** begin GIVEN DATA **

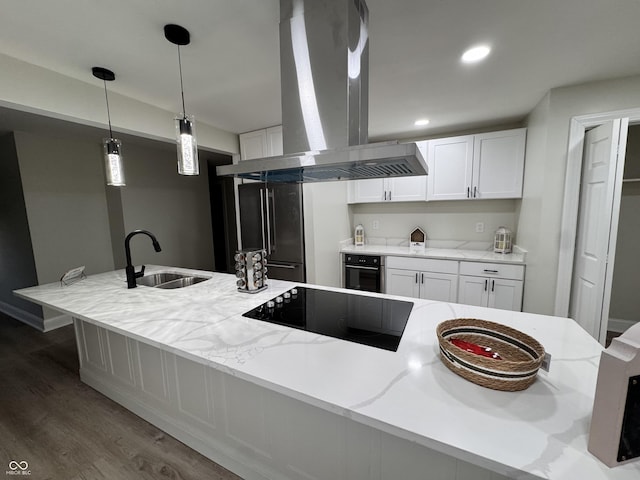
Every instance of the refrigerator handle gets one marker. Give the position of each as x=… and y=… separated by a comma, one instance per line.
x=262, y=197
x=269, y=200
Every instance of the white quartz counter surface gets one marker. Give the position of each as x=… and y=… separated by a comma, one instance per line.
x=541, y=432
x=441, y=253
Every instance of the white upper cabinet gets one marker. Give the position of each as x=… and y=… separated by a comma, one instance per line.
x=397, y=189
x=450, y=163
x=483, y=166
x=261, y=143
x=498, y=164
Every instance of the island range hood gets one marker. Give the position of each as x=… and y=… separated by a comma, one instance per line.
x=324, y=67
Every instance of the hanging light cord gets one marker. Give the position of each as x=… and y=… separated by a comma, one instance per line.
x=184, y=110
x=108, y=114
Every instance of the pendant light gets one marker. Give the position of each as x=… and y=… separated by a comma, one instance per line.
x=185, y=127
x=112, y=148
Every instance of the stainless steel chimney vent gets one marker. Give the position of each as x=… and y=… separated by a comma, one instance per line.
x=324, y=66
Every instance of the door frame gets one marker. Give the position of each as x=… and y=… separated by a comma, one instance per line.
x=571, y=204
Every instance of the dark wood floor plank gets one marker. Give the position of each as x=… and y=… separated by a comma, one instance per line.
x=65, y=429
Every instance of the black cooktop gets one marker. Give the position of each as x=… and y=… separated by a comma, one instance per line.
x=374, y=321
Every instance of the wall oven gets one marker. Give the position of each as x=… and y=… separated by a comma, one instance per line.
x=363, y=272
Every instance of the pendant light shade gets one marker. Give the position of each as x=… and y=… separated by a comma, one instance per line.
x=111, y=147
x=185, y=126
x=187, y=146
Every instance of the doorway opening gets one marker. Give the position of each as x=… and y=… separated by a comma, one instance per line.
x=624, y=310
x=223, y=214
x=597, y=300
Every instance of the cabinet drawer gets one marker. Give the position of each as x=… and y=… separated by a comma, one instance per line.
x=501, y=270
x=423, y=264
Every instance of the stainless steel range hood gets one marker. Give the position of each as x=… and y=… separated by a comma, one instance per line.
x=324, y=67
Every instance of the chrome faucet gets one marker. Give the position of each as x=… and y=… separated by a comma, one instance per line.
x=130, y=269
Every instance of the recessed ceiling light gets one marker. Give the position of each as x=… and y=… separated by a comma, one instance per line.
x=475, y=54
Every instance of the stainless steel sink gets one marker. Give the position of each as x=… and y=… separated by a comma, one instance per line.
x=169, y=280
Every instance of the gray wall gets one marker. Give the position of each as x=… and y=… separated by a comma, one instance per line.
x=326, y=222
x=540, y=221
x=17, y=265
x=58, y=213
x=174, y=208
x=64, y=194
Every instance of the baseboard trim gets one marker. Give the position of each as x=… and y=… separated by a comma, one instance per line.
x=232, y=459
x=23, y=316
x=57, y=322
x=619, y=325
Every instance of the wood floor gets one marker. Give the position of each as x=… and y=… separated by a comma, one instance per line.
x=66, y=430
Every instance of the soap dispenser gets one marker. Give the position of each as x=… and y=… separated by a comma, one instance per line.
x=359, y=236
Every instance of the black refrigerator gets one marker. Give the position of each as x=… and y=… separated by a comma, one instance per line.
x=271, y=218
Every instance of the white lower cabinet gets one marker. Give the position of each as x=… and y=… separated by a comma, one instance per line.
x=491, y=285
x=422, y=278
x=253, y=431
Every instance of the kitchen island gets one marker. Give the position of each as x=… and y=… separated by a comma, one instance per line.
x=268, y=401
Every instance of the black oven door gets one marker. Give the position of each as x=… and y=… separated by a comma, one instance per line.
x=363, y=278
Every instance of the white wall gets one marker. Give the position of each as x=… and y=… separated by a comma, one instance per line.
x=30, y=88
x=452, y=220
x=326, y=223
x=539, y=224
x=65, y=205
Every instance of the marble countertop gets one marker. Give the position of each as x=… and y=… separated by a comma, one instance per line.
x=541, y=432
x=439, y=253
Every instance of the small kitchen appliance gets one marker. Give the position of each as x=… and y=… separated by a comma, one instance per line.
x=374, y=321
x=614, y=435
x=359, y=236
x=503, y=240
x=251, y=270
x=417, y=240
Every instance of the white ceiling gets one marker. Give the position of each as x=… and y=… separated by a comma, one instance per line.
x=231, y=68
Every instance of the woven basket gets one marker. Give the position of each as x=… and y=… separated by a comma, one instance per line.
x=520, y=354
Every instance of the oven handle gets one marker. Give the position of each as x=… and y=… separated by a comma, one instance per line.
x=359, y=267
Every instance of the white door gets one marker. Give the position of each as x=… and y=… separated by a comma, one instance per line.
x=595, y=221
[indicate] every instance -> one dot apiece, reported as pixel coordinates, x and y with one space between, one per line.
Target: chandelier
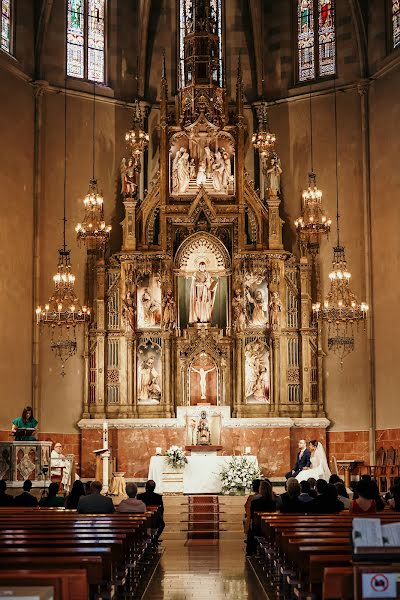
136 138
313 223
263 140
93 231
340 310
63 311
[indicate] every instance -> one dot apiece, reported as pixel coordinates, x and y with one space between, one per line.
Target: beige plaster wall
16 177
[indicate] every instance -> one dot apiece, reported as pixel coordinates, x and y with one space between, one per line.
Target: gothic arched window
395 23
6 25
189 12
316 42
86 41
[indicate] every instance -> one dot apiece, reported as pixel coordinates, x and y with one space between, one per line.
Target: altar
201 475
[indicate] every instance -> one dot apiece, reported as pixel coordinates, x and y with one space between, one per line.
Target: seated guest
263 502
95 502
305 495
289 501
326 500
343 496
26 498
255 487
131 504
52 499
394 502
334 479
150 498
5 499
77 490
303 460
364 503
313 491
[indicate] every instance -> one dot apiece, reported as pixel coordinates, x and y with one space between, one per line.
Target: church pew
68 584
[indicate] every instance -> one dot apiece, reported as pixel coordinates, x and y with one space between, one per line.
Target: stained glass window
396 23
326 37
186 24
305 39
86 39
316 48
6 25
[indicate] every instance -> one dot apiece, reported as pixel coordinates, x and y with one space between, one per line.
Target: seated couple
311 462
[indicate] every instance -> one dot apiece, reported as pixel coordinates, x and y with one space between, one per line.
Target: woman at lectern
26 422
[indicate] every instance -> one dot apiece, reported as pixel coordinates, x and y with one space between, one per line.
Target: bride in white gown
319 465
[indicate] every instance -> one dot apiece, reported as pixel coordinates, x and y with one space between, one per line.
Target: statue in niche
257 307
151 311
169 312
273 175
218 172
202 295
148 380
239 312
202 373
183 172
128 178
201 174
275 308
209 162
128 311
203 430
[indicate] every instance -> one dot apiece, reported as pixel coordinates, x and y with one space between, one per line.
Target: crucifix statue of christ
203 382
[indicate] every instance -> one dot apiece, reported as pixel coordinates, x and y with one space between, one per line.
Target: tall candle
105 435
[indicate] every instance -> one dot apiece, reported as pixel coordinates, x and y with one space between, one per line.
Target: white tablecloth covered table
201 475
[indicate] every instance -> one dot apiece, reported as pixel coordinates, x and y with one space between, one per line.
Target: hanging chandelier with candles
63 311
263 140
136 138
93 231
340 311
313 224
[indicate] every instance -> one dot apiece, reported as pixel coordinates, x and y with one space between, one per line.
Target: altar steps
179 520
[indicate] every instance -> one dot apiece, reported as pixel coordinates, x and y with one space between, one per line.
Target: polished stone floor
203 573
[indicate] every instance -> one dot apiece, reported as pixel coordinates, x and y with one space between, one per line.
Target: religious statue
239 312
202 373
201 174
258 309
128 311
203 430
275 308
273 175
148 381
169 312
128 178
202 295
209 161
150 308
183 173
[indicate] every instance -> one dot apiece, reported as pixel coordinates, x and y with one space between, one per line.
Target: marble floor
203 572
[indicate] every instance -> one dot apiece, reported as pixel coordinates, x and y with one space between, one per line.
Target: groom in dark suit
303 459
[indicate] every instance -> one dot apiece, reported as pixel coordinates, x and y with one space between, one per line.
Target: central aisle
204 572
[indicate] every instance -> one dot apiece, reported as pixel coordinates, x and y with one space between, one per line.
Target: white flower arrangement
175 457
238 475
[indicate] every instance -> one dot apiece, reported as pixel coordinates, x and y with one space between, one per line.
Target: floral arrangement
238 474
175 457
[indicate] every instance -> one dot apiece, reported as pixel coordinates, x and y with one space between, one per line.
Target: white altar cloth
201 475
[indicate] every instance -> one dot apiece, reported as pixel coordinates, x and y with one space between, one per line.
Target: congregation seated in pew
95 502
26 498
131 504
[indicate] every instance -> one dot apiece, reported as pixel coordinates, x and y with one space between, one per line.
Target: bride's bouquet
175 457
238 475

** end GIVEN DATA **
** begin GIVEN DATA **

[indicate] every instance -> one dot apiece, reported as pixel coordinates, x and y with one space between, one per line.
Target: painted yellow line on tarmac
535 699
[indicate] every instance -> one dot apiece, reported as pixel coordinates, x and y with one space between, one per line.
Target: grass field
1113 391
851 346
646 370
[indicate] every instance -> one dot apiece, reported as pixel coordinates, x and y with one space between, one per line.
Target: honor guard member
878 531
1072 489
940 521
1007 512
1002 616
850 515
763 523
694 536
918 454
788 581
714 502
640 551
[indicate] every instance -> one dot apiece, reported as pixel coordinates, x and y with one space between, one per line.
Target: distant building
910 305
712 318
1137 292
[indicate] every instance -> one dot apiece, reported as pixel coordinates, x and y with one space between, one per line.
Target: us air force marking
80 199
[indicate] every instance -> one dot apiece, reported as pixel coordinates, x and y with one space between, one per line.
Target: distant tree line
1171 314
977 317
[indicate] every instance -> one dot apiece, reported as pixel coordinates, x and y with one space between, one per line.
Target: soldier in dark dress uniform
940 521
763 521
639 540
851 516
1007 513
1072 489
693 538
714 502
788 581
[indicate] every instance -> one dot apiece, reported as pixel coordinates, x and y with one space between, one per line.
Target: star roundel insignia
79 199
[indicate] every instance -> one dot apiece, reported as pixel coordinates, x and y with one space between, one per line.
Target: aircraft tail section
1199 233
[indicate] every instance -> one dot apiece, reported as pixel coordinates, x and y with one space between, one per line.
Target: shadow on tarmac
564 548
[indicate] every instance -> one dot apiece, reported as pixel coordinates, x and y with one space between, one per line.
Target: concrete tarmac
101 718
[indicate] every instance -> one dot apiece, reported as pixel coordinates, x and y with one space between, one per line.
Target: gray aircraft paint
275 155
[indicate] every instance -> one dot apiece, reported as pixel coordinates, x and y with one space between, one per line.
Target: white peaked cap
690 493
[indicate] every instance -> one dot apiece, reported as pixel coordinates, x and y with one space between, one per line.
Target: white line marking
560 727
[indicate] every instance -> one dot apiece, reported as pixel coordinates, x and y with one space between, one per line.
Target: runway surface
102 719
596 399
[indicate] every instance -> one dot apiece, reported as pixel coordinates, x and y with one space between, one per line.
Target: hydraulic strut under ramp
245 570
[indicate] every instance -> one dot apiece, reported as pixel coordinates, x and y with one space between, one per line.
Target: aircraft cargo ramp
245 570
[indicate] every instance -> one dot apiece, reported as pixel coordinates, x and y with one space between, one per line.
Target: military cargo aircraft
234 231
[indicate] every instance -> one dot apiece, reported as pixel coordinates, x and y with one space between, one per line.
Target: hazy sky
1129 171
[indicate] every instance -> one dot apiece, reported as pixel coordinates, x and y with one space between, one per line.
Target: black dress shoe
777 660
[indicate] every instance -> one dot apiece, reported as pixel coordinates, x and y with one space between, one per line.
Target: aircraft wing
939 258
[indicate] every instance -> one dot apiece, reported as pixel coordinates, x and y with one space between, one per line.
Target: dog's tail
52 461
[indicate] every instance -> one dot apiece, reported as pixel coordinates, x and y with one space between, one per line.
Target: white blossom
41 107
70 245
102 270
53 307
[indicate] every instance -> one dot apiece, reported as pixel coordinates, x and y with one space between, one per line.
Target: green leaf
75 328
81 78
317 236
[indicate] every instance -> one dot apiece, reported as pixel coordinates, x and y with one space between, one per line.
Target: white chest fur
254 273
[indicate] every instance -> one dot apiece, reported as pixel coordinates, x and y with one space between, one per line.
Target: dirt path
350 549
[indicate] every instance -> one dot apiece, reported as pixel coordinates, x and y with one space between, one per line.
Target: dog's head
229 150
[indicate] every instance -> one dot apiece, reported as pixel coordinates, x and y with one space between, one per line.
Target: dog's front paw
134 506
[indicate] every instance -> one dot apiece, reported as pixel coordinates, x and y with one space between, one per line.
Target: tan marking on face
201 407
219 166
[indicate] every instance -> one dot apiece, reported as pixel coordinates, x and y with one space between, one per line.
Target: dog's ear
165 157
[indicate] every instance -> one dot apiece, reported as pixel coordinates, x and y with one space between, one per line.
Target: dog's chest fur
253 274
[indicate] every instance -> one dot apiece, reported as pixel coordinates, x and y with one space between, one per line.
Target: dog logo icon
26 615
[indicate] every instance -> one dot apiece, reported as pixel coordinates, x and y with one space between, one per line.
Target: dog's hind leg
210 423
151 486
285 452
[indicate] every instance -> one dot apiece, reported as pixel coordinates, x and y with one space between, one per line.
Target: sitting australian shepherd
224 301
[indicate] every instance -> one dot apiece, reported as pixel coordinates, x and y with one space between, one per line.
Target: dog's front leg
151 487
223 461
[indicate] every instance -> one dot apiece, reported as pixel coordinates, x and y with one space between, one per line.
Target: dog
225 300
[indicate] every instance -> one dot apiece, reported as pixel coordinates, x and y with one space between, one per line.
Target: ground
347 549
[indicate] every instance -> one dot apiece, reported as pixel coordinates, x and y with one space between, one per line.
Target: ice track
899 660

** end GIVEN DATA **
** begin GIVEN DATA **

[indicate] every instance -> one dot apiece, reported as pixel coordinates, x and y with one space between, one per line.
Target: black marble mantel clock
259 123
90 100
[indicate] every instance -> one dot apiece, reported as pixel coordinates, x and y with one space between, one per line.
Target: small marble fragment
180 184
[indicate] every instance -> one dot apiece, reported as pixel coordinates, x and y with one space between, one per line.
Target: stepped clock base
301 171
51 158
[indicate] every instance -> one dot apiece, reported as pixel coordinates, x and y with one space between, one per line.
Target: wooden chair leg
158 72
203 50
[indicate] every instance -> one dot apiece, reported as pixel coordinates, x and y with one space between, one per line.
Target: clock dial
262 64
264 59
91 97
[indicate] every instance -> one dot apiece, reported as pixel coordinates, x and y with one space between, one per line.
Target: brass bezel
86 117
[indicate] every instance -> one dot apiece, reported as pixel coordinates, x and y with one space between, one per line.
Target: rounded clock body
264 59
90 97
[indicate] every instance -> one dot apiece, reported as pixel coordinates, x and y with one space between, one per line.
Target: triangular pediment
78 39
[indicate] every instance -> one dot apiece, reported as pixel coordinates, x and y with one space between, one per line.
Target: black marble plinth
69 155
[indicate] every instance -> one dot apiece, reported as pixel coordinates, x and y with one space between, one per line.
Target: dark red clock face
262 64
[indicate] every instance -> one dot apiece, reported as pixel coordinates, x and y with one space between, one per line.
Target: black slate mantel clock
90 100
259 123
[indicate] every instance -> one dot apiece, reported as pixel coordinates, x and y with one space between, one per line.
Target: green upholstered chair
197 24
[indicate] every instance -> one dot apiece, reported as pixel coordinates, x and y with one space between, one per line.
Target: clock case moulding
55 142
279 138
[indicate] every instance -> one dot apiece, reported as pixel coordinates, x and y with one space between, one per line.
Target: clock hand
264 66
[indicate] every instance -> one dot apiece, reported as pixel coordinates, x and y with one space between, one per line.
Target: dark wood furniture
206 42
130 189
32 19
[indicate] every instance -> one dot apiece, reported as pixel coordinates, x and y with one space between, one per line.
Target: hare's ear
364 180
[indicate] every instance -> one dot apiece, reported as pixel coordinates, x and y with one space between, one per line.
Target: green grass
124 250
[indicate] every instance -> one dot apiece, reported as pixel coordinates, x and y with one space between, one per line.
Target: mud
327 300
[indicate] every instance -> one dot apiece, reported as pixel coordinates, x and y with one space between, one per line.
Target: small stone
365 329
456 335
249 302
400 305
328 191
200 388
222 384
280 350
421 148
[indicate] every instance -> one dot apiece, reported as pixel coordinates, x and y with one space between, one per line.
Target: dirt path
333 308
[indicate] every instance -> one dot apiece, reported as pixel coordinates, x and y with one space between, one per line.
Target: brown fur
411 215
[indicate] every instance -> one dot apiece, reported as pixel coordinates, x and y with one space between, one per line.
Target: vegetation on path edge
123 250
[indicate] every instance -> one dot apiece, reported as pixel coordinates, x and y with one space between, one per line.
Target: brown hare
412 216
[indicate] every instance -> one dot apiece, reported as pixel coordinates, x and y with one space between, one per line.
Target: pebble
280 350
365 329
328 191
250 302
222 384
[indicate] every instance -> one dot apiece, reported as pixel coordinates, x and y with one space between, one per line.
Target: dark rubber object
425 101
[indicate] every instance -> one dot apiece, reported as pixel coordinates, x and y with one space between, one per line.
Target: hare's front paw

** end GIVEN DATA **

TO DO | Gather every line of the material above that contains the string "chest", and copy each one out in full.

RESULT |
Target: white chest fur
Target: dog's chest fur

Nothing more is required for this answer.